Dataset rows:
++++++++++

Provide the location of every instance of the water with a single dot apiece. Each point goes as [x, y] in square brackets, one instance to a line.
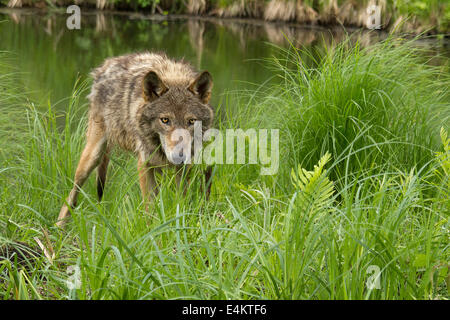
[51, 57]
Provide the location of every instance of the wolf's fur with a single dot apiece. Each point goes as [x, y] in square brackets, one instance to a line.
[131, 96]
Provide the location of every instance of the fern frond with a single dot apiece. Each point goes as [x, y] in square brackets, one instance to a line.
[315, 190]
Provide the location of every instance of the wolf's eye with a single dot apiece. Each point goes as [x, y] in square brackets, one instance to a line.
[165, 120]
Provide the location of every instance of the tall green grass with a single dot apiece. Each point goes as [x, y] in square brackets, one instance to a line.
[358, 210]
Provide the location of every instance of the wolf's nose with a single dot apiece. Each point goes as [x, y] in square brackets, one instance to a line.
[179, 157]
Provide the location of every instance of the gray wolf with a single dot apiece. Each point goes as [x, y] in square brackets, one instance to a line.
[136, 103]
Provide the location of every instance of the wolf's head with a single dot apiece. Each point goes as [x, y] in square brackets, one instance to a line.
[172, 112]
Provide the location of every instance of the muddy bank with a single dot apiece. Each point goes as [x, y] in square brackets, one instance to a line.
[418, 17]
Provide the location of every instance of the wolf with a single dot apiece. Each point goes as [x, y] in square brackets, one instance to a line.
[137, 101]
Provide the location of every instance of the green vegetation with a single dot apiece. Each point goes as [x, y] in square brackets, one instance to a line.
[421, 15]
[363, 187]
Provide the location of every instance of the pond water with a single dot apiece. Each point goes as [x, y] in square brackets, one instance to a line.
[51, 57]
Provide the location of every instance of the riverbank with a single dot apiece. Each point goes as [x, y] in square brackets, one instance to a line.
[429, 16]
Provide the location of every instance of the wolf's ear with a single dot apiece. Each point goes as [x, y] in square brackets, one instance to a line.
[153, 87]
[202, 85]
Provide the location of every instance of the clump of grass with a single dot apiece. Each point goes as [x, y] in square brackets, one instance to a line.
[379, 107]
[332, 231]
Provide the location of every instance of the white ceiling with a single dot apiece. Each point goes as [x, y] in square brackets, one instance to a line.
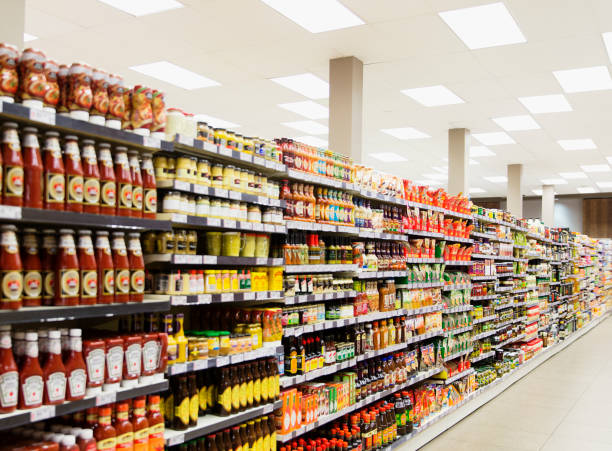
[403, 44]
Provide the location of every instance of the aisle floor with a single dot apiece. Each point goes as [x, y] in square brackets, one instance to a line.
[564, 404]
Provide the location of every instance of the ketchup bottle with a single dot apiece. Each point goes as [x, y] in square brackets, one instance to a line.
[108, 185]
[54, 372]
[106, 269]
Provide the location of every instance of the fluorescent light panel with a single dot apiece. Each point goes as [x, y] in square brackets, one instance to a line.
[585, 79]
[433, 95]
[577, 144]
[311, 127]
[388, 157]
[484, 26]
[307, 108]
[516, 123]
[405, 133]
[554, 103]
[309, 85]
[316, 16]
[143, 7]
[493, 138]
[175, 75]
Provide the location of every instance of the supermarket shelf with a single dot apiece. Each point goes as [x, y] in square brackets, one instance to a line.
[55, 314]
[25, 417]
[217, 362]
[184, 259]
[304, 298]
[213, 423]
[307, 269]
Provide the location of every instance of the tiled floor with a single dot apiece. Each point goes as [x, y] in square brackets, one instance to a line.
[564, 404]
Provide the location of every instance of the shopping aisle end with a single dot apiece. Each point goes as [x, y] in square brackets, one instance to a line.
[561, 405]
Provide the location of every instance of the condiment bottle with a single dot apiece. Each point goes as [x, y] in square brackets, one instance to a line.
[30, 375]
[9, 377]
[89, 269]
[10, 269]
[108, 184]
[54, 174]
[136, 262]
[122, 268]
[67, 277]
[91, 177]
[75, 367]
[124, 182]
[106, 269]
[33, 169]
[13, 166]
[54, 372]
[149, 203]
[74, 175]
[137, 188]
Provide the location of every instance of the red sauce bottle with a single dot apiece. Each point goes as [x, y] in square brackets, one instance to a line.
[33, 169]
[106, 269]
[74, 175]
[76, 371]
[91, 177]
[122, 268]
[9, 377]
[55, 178]
[32, 276]
[54, 373]
[89, 269]
[67, 275]
[31, 375]
[13, 166]
[149, 187]
[137, 274]
[48, 263]
[137, 194]
[124, 182]
[11, 279]
[108, 185]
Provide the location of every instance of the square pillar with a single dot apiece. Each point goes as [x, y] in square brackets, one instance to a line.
[346, 106]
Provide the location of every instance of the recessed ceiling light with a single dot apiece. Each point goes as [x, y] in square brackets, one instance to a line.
[484, 26]
[143, 7]
[577, 144]
[595, 167]
[388, 157]
[516, 123]
[215, 121]
[316, 16]
[307, 108]
[312, 127]
[175, 75]
[554, 182]
[405, 133]
[481, 151]
[496, 179]
[573, 175]
[554, 103]
[433, 95]
[493, 138]
[584, 79]
[309, 85]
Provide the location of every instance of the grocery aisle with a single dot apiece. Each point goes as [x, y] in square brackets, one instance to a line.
[562, 405]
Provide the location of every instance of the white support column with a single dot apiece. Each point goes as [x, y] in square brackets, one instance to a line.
[548, 205]
[346, 106]
[12, 22]
[458, 157]
[514, 196]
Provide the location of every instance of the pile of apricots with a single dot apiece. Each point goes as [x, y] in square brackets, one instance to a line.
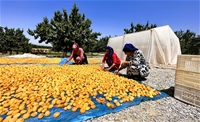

++++++++++

▶ **REQUEST**: Return every line from the dataset rows above that contains the string "wolf". Case counts.

▶ **FULL ANSWER**:
Provide the location of every instance of the wolf's fur with a single dot apiece. Each point goes as [x, y] in square brackets, one instance to a line.
Provide the location of every instance of the wolf's eye with a single dot apiece. Each point goes as [x, y] in square brackets, one instance to a line.
Provide the location of every instance of the wolf's nose with a single dot apiece. Each point goes as [x, y] in square brackets, one instance to a line.
Provide the location of every instance of the gray wolf with a single dot apiece. Each point goes as [x, y] in square brackets, one instance to a line.
Provide the location of every instance of the wolf's head with a single dot apiece. Each point goes as [x, y] in square brackets, one instance to a line.
Provide the location of every instance of the wolf with a single dot apiece. Each point goes as [x, y] in square brackets, one instance to a line.
Provide the location of every instance of the wolf's ear with a single dot apiece. Each point goes as [x, y] in square brackets, one instance to a line.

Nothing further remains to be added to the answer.